Activities ::
• a. In the text below on children's mud play, list the mud activities the writer recalls from childhood.
• b. Answer these questions using the text below on children's mud play:
(i) What car did the writer's family drive on holiday trips?
(ii) What is the title of the book by Dr Jack Gilbert?
(iii) What does Mycobacterium Vaccae stimulate the immune system to release?

------ Document excerpt ------

“The world is mud-luscious and puddle-wonderful!” – E.Cummings
My childhood was simple. Some might even say boring. I was a young child in the ‘70s. Money was tight at home. Mum never knew from one week to the next what the price of a basket of groceries would be. Inflation was high. A time in some ways synonymous with now. We were lucky to afford a holiday in our caravan (made by my dad, I kid you not!) but we certainly
couldn’t afford to go abroad. I remember the hot, sticky trips. The car was a khaki-coloured Maxi and my legs stuck like glue to the vinyl seats which left me with a dimply red rash. I went to Brownies but that was it. And I spent hours playing outside. They were happy days. Mud play is on my list of happy memories- mud slop with a squirt of washing up liquid (why I can’t remember, perhaps I should try it again), excavated mud clay models and digging in my own little patch of garden.
Why do I say all this? Because sometimes the simple and free activities are both timeless, priceless and precious. Something worth remembering in days when parents may be struggling financially. And it’s a lovely thought to hope and imagine that your child could also be making some beautiful memories whilst mixing mud, painting with the stuff, and stamping and digging in it! Our regular parents know that their children generally love playing in mud. Children may need to start small, maybe just a poke of a finger, but often before they know it, they would, if given permission, happily cover themselves from head to toe! Whatever their age. Over and over and over. The problem for most of our parents at least to begin with, is that they just don’t love it anywhere near as much! Indeed, some parents bravely come to our sessions with genuine worries about mud, and their child getting dirty, at the forefront of their minds. Especially given the last few years of germ preoccupation and hand gel. I get it and must confess, that even my own mucky childhood adventures didn’t predispose me to be laid back about dirt when it came to my own children. It’s DIRTY after all!
So, I’ve done a bit of research and I hope that what I’ve read might help the nervous amongst you and perhaps even those of you too unsure about the ‘dirty’ side of our sessions to give them a whirl.
Playing in mud stimulates a healthy immune system to make healthy responses. Dr Jack Gilbert, microbiome specialist and author of “Dirt is Good” says this of children, “Their oral interaction with the microbial world helps to train their immune system to be more robust.” Frequent stimulation of the immune system is important and helps to lessen the risk of allergies. Now of course, we’re not suggesting that your babies consume it and of course it’s advisable to wash or clean hands before eating as it does contain bacteria (we’ll come back to that in a minute!) but touching it and playing with it is all good.
Bacteria! What? How can that be good? Yes, it’s true that there are bacteria of the not-so-good variety in mud (E.Coli being one possible culprit) but healthy children and adults can cope with them in the quantities present. And then there is Mycobacterium Vaccae a friendly soil bacterium which stimulates the immune system to release serotonin, an endorphin which regulates and boosts mood. Playing in mud makes children happy! It can reduce childhood anxiety and stress and lessen any susceptibilities to depression.
Mud increases brain activity because it engages ALL the senses. When this happens, the brain is highly stimulated and active. In addition, the same release of serotonin already mentioned has been shown to improve cognitive function. Sensory, hands-on play helps to develop children’s brains.

------ Input data ------

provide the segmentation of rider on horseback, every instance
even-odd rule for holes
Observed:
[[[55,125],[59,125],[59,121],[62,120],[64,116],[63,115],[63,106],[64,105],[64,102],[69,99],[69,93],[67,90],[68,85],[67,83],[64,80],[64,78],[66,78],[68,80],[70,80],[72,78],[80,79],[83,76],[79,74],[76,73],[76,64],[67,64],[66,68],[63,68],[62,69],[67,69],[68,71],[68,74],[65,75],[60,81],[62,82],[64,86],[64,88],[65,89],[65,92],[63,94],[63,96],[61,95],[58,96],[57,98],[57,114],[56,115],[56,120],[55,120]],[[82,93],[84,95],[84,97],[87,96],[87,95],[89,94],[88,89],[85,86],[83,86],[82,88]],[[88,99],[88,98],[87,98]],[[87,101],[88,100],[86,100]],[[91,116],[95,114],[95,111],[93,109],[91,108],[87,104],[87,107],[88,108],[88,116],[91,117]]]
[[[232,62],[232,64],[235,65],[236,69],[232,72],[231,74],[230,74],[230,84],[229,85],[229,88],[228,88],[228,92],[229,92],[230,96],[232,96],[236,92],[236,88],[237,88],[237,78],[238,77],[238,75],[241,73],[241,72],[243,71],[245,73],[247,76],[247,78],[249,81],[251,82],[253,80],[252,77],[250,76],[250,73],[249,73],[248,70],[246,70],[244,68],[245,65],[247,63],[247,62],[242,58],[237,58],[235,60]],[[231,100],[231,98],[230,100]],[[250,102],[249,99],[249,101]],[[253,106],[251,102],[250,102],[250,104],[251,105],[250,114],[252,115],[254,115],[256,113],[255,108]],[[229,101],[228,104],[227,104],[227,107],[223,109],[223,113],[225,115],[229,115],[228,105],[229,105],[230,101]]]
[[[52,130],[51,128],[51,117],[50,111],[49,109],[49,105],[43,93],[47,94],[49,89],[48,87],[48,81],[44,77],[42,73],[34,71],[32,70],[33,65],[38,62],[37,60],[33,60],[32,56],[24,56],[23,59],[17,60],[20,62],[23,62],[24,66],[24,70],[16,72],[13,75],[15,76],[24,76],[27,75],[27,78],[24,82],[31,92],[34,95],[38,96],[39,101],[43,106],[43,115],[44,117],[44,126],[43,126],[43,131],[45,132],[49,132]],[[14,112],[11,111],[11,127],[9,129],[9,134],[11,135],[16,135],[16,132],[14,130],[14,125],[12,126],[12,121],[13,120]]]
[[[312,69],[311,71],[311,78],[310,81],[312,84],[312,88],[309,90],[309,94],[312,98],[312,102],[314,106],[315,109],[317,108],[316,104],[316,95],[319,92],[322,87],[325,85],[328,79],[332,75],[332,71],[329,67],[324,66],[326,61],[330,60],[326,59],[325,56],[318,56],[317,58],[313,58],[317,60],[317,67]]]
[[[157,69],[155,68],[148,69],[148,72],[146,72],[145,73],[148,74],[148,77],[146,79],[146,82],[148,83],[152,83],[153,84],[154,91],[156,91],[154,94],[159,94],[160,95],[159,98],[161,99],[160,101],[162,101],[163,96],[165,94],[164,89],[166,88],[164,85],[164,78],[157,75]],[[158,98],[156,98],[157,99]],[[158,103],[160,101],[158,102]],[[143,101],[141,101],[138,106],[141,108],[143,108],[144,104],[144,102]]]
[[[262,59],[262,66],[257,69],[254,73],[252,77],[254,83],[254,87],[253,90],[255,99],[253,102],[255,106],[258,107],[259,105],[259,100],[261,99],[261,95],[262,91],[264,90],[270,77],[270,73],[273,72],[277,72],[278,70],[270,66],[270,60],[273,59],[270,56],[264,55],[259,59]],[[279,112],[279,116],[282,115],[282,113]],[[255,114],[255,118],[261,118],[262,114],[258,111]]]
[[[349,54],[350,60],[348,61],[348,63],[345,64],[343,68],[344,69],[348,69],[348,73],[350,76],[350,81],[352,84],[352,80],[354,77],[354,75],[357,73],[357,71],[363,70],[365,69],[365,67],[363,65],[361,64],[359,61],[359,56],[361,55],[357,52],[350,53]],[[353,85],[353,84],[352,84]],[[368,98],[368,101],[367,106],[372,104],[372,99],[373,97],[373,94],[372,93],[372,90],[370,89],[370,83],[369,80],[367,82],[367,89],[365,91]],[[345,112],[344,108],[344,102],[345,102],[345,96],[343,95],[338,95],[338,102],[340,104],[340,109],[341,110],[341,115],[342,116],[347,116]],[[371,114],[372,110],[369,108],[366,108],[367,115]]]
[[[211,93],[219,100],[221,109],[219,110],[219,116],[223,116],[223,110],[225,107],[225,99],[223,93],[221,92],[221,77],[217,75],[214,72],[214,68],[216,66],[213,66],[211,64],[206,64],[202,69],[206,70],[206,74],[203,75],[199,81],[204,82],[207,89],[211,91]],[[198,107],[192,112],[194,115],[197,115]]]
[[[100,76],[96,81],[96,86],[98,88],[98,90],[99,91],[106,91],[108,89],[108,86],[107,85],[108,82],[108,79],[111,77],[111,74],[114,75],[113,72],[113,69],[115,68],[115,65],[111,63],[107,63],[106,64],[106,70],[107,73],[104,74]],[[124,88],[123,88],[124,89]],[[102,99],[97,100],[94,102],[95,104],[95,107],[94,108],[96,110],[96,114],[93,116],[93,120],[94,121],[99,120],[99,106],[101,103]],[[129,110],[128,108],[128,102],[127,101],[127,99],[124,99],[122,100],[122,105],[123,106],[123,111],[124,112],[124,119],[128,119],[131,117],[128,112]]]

------

Solutions to the tasks ::
• a.
- Mud slop with a squirt of washing up liquid
- Excavated mud clay models
- Digging in the writer's own little patch of garden

• b.
(i) A khaki Maxi
(ii) "Dirt is Good"
(iii) Serotonin